DATA SUPPLIED
▬▬▬▬▬▬▬▬▬▬
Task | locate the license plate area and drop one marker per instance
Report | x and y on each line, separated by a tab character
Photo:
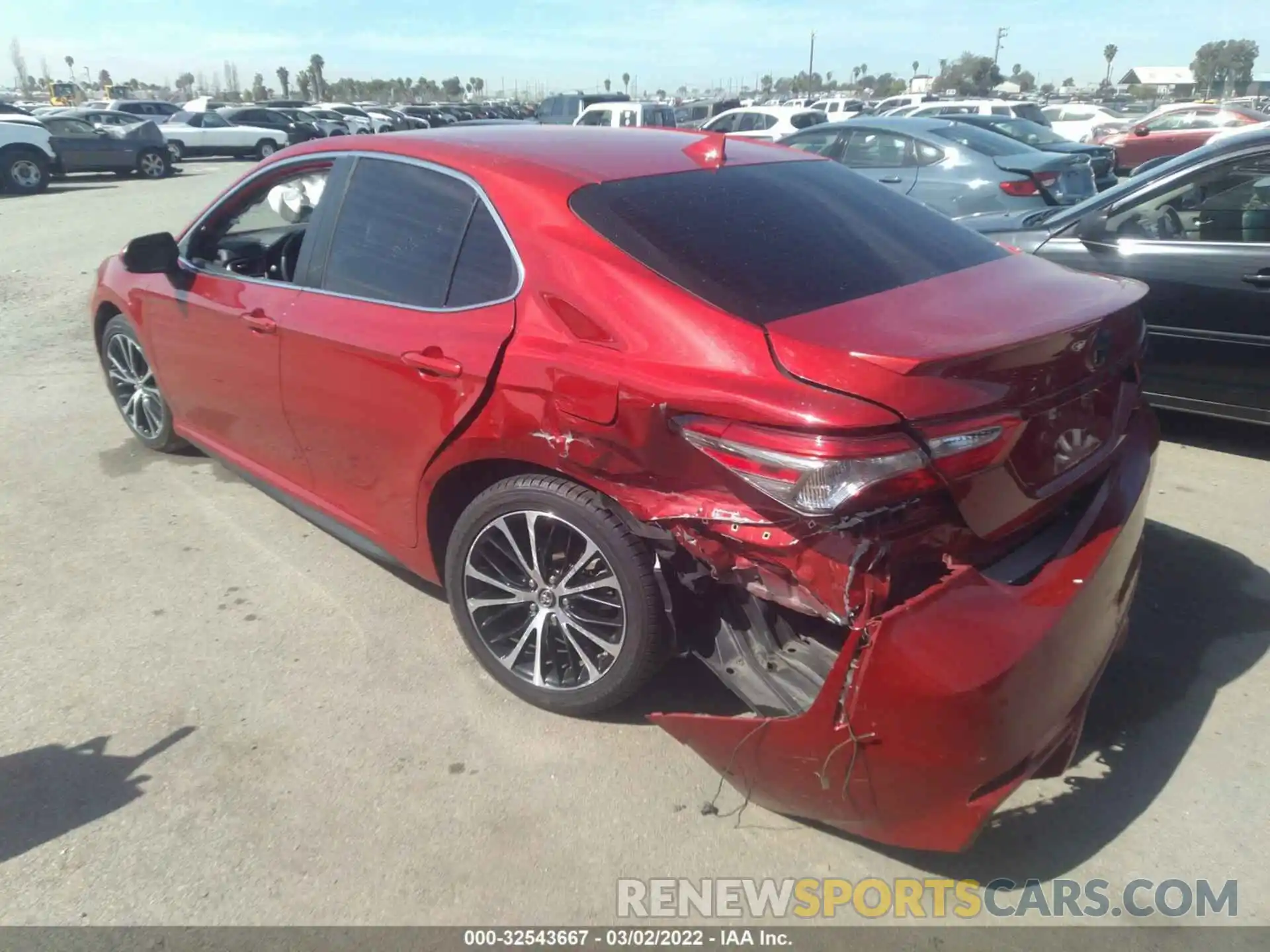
▬▬▬▬▬▬▬▬▬▬
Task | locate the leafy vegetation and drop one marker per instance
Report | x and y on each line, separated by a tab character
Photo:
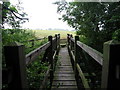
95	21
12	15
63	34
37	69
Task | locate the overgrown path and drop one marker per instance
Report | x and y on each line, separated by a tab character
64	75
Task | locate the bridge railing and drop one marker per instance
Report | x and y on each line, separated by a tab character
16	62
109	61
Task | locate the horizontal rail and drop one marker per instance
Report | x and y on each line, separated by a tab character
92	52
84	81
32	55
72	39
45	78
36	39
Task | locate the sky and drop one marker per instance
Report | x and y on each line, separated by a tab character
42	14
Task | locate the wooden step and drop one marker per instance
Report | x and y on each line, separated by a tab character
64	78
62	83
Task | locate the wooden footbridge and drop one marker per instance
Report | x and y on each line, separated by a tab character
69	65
▬▬▬▬▬▬▬▬▬▬
Gather every line of the rows above that contains the string "locate", counting only matches with the same case.

SOLVED EXERCISE
Task | locate the license plate area and drop one marker per instance
Task | locate the leafy vegetation and drop one marker per instance
Task | locate the overgrown path and drop one marker per instance
Task | locate the bridge railing and drop one marker per instance
Task | locate the horizontal rail and drop one marker per instance
Task | locate the sky and drop one marker per instance
Task | locate the wooden step and drop one marker per instance
Task | locate the wooden footbridge and drop one marker per instance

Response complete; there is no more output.